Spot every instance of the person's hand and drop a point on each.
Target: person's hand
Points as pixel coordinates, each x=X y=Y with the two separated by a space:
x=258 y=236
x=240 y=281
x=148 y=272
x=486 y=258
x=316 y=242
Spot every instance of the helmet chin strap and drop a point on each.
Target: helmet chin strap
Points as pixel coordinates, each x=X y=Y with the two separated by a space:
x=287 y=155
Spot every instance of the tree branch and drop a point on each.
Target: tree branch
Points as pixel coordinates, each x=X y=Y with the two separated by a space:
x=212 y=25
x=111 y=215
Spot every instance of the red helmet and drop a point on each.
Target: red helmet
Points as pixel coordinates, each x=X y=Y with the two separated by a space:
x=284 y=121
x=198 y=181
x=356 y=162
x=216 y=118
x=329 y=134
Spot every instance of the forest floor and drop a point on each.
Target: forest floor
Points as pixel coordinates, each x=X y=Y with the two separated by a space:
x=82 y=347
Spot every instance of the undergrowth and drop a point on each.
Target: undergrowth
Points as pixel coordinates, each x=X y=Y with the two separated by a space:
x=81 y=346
────────
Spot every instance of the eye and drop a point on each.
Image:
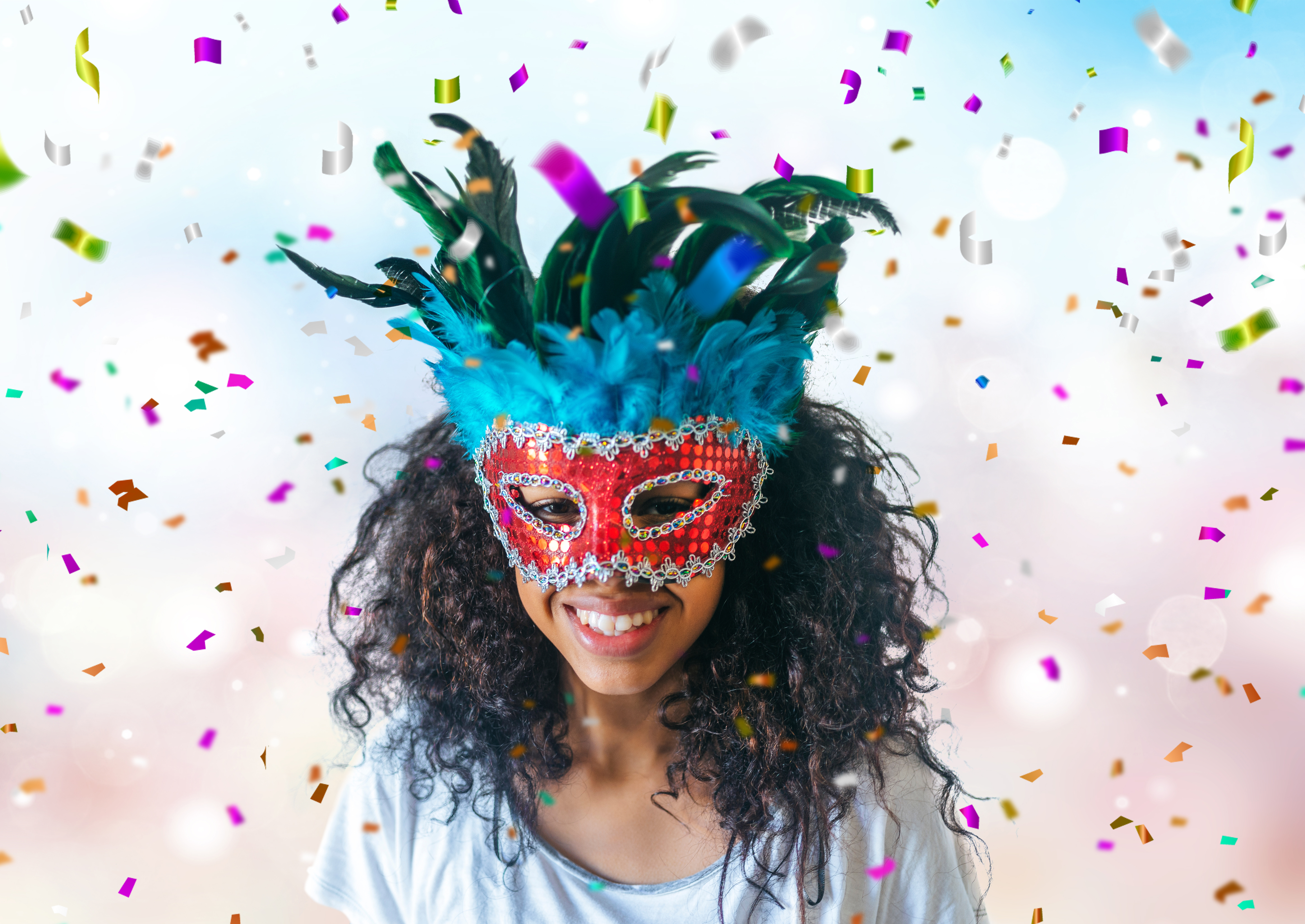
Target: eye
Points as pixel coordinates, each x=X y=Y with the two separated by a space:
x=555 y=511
────────
Amaç: "Spot every instance of the person's" ifadesini içeren satırdan "x=111 y=215" ifadesini içeren satıra kadar her şeyi, boş satırları dışarıda bırakarak, "Sıra" ve "Satır" sütunlarından oluşan bir Markdown tablosuna dönüştür. "Sıra" sütununa satırın numarasını, "Satır" sütununa satırın kendisini yaz.

Görevin Yanıtı:
| Sıra | Satır |
|---|---|
| 1 | Spot every instance of the person's hand and drop a point on each. |
| 2 | Target: person's hand |
| 3 | Points as pixel coordinates, each x=X y=Y with the two separated by a space: |
| 4 | x=258 y=236 |
| 5 | x=240 y=281 |
| 6 | x=148 y=272 |
| 7 | x=486 y=258 |
| 8 | x=316 y=242 |
| 9 | Spot every instance of the helmet chin strap and drop a point on each. |
| 10 | Target: helmet chin strap |
| 11 | Points as pixel coordinates, each x=X y=Y with the two separated by a space: |
| 12 | x=287 y=155 |
| 13 | Spot every instance of the tree branch and drop a point on each. |
| 14 | Target: tree branch |
| 15 | Points as pixel coordinates, each x=X y=Y with the two separated by a space: |
| 16 | x=212 y=25 |
| 17 | x=111 y=215 |